**Exercise details**
Output only the stretch of the listing that starts at the line containing "Put a point on every instance of the navy suit jacket;" and ends at the line containing "Put a point on every instance of the stone step;", reproduced exactly with both ends.

**Data supplied**
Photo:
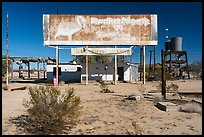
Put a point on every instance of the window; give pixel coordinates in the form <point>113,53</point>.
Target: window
<point>54,71</point>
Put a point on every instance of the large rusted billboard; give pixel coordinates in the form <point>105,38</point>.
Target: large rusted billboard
<point>100,29</point>
<point>101,51</point>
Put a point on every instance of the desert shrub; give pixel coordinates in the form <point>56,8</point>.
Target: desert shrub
<point>51,111</point>
<point>62,83</point>
<point>174,87</point>
<point>104,88</point>
<point>159,86</point>
<point>169,87</point>
<point>141,88</point>
<point>191,107</point>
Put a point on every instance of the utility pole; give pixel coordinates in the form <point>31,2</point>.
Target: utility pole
<point>87,64</point>
<point>154,61</point>
<point>57,58</point>
<point>163,75</point>
<point>150,63</point>
<point>7,80</point>
<point>143,64</point>
<point>115,69</point>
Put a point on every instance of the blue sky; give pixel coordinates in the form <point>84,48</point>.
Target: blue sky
<point>183,19</point>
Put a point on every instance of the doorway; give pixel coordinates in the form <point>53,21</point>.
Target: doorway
<point>120,73</point>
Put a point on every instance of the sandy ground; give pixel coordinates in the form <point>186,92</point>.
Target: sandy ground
<point>111,113</point>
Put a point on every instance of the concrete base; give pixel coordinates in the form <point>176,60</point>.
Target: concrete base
<point>167,106</point>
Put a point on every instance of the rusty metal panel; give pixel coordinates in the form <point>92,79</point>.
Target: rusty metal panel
<point>134,29</point>
<point>101,51</point>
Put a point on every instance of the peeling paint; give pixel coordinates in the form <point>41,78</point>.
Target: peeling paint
<point>100,29</point>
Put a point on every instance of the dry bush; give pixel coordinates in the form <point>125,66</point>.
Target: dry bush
<point>104,88</point>
<point>52,112</point>
<point>169,87</point>
<point>191,107</point>
<point>62,83</point>
<point>141,88</point>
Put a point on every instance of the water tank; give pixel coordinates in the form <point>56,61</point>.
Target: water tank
<point>176,43</point>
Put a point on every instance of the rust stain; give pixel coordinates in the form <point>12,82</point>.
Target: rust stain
<point>105,28</point>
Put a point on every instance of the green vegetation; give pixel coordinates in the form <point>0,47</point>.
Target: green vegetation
<point>51,112</point>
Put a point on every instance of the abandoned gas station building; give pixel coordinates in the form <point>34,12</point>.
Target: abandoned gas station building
<point>98,30</point>
<point>70,72</point>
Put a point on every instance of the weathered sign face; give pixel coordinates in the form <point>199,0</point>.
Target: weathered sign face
<point>100,29</point>
<point>101,51</point>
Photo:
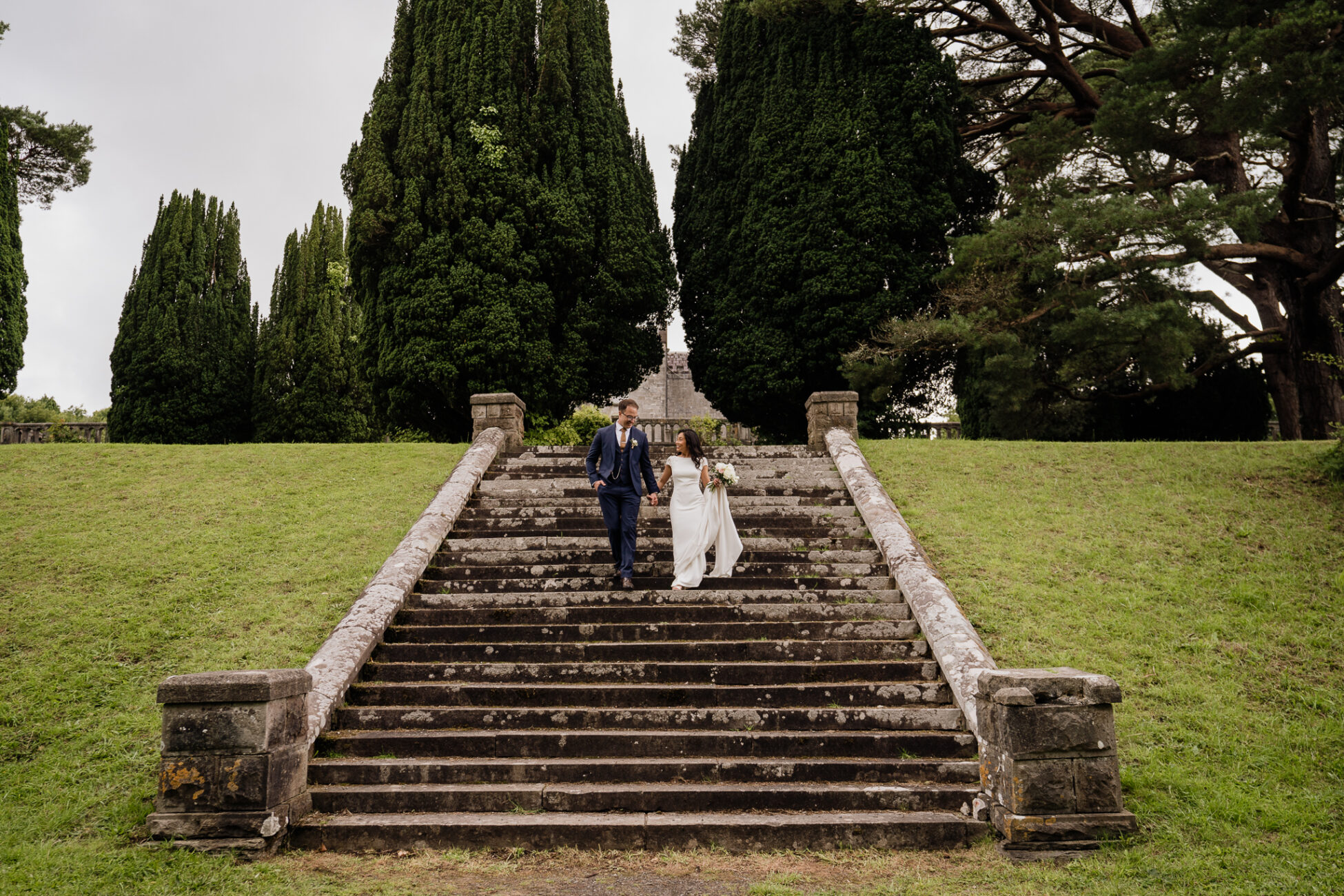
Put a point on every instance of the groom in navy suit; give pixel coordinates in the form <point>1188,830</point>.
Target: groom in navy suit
<point>618,460</point>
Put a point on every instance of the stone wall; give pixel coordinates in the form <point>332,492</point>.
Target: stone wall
<point>37,433</point>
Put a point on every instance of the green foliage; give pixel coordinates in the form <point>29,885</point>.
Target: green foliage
<point>17,409</point>
<point>14,278</point>
<point>588,421</point>
<point>578,429</point>
<point>62,433</point>
<point>185,358</point>
<point>505,232</point>
<point>308,385</point>
<point>813,201</point>
<point>46,158</point>
<point>42,158</point>
<point>697,42</point>
<point>1210,144</point>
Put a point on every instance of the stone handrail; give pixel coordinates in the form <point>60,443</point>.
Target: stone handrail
<point>663,430</point>
<point>37,433</point>
<point>955,642</point>
<point>336,664</point>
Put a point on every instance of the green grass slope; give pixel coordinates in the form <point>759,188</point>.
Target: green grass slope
<point>121,564</point>
<point>1209,580</point>
<point>1206,578</point>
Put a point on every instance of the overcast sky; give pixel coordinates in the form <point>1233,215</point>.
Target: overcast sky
<point>253,101</point>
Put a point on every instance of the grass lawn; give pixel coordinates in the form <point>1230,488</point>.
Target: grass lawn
<point>1208,580</point>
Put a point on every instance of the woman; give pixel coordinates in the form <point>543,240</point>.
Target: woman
<point>698,519</point>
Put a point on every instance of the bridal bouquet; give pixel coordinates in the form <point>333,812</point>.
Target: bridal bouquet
<point>722,474</point>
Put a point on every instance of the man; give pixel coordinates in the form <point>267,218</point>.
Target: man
<point>618,461</point>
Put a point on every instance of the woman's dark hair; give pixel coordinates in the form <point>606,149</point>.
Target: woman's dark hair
<point>693,445</point>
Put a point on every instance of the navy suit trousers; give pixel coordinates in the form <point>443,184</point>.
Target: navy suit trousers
<point>620,512</point>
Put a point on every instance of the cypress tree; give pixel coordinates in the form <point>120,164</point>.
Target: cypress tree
<point>505,230</point>
<point>812,201</point>
<point>308,387</point>
<point>14,278</point>
<point>185,356</point>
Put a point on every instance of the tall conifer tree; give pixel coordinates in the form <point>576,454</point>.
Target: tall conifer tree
<point>813,199</point>
<point>505,230</point>
<point>14,278</point>
<point>185,358</point>
<point>308,386</point>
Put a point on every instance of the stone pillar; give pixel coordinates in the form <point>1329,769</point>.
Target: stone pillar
<point>503,410</point>
<point>234,767</point>
<point>827,411</point>
<point>1048,766</point>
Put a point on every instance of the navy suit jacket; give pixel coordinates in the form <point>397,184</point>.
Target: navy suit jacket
<point>604,451</point>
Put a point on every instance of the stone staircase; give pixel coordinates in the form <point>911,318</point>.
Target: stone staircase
<point>522,700</point>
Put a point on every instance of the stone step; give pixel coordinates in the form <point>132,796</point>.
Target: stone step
<point>591,511</point>
<point>738,501</point>
<point>570,464</point>
<point>788,569</point>
<point>605,582</point>
<point>658,632</point>
<point>642,768</point>
<point>631,695</point>
<point>577,476</point>
<point>706,652</point>
<point>847,528</point>
<point>655,832</point>
<point>646,614</point>
<point>658,744</point>
<point>720,451</point>
<point>718,673</point>
<point>646,543</point>
<point>644,597</point>
<point>581,489</point>
<point>646,553</point>
<point>511,717</point>
<point>639,797</point>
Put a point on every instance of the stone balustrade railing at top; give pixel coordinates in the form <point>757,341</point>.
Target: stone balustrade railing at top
<point>663,431</point>
<point>37,433</point>
<point>1048,766</point>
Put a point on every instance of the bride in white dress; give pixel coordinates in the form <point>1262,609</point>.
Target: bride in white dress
<point>699,519</point>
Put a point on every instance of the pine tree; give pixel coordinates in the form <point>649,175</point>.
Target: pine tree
<point>505,230</point>
<point>14,278</point>
<point>813,201</point>
<point>308,387</point>
<point>185,356</point>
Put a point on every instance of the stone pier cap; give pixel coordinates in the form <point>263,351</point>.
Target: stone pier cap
<point>256,685</point>
<point>1059,685</point>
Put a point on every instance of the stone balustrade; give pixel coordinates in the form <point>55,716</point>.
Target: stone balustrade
<point>663,431</point>
<point>37,433</point>
<point>503,411</point>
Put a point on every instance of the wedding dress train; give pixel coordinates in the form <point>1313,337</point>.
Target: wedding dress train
<point>699,520</point>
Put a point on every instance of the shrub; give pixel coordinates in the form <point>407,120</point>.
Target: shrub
<point>587,422</point>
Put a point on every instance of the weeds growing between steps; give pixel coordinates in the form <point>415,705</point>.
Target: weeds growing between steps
<point>1208,580</point>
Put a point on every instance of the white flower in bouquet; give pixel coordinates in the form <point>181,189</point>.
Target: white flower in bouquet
<point>724,474</point>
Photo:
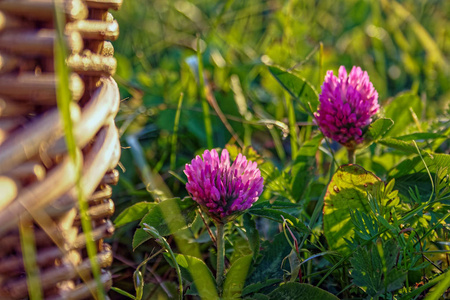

**Solution for this exercise**
Put a point on every instance of the navy suit jacket; give pixel coordinates in the form <point>397,184</point>.
Target: navy suit jacket
<point>604,451</point>
Put a point on every instance of the stone staircase; give pixel coordinates in the form <point>911,318</point>.
Target: stone staircase
<point>522,700</point>
Put a point on every instance of the stone step; give pixel coordinates in the form <point>132,796</point>.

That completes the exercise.